-- begin Given records --
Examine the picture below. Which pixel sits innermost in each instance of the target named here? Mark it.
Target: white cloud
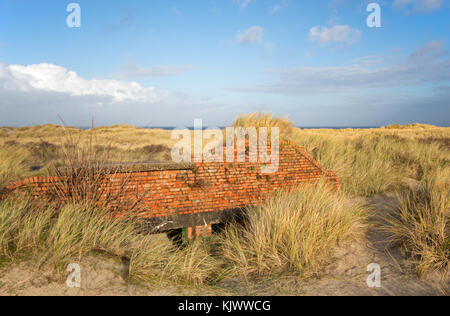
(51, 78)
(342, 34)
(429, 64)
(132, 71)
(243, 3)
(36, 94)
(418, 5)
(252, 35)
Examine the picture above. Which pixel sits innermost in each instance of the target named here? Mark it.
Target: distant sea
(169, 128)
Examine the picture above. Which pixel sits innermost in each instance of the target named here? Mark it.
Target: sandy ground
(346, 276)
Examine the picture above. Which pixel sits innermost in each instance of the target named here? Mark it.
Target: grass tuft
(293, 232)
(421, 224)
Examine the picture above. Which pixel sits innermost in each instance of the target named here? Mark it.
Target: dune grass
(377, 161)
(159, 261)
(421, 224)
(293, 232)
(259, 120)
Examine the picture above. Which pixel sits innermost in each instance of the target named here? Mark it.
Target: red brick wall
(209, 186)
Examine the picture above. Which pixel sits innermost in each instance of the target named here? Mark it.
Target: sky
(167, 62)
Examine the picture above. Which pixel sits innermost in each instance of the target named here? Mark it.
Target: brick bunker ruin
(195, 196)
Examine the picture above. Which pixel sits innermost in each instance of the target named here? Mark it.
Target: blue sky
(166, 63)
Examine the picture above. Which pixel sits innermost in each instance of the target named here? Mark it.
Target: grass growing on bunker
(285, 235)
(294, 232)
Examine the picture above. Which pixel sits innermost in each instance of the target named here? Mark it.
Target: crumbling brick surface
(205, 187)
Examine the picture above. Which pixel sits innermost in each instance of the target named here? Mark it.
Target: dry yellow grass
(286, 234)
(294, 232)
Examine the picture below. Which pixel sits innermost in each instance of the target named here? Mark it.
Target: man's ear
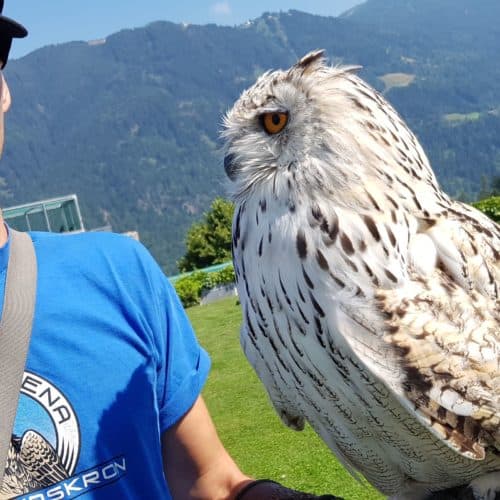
-- end Given records --
* What is being asked
Turn every line of the entries above into a Markdown table with two columns, Row and Content, numbering the rows and leaving out blank lines. Omit the pictures.

* Final result
| Row | Content |
|---|---|
| 1 | Examine the picture below. Which pixel sits innermost in each instance of the target named here? Mark it. |
| 2 | Target: white cloud |
| 3 | (51, 78) |
| 4 | (342, 34) |
| 5 | (429, 64) |
| 6 | (132, 71) |
| 7 | (243, 3) |
| 8 | (36, 94) |
| 9 | (418, 5) |
| 10 | (252, 35) |
| 11 | Examine the picture above. Which pixel sits innermost in each instance of the target named here? Mark it. |
| 12 | Target: distant sea |
| 13 | (169, 128) |
| 14 | Examine the picture above. Which pixel sits innermost in each instance of the target named here? Mark it. |
| 15 | Target: sandy ground |
| 16 | (346, 276) |
| 17 | Examine the picture above. Which pixel sits innermost in each instance of the target named here? Mark it. |
| 18 | Target: grass tuft |
| 19 | (293, 232) |
| 20 | (421, 224) |
| 21 | Examine the picture above. Which pixel sits innermost in each instance of the target named here? Mark it. |
| 22 | Target: dune grass |
| 23 | (377, 161) |
| 24 | (159, 261) |
| 25 | (421, 224) |
| 26 | (293, 232) |
| 27 | (259, 120) |
| 28 | Examine the picture above. Which pixel sits innermost in each instance of the target named here? Mark it. |
| 29 | Target: red brick wall |
| 30 | (209, 186) |
| 31 | Examine the picture above. Which pixel sits innermost in each instance of the target named here? Mark it. |
| 32 | Target: sky |
| 33 | (167, 62) |
| 34 | Examine the picture above. Which pixel sits innermost in each instance of the target named here? Mark it. |
| 35 | Target: brick bunker ruin |
| 36 | (195, 196) |
| 37 | Examine the picture above. Which pixel sits innermost in each instance of the target named here? Mark it. |
| 38 | Target: blue sky |
| 39 | (166, 63) |
| 40 | Examine the picture above. Which pixel sits innermost in each instance of the target named here? Mark it. |
| 41 | Target: grass growing on bunker |
| 42 | (285, 235) |
| 43 | (294, 232) |
| 44 | Examine the picture above. Which pixel sits innermost in each instance of the target named here? Mark it. |
| 45 | Target: crumbling brick surface |
| 46 | (205, 187) |
| 47 | Examine the picture above. Which pixel sits innermost in each instance of the target named here? Mark it. |
| 48 | Target: dry yellow grass |
| 49 | (286, 234) |
| 50 | (294, 232) |
| 51 | Examine the picture below. Which pixel sits innermost in each instance of the target named here? Mark it. |
| 52 | Target: man's ear |